→ **Prompt**: Copy all lines below containing "provide".

==== Record set

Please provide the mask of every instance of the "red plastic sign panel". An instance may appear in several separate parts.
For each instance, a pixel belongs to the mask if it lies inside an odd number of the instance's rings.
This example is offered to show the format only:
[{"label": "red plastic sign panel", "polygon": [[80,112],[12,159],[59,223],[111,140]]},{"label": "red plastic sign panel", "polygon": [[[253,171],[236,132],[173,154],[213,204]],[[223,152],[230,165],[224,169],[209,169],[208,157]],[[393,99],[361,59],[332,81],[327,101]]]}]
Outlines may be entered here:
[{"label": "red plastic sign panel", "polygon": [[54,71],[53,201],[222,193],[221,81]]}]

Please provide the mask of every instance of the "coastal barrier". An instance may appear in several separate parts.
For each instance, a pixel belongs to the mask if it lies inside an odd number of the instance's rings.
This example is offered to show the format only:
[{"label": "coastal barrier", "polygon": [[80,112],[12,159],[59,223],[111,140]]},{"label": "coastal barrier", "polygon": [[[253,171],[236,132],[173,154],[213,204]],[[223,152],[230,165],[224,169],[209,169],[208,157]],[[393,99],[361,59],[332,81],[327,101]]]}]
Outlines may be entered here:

========

→ **Finished task**:
Please provide the mask of every instance of the "red plastic sign panel". An instance may appear in several separate parts.
Please provide the mask of every instance of the "coastal barrier". An instance may appear in several separate parts.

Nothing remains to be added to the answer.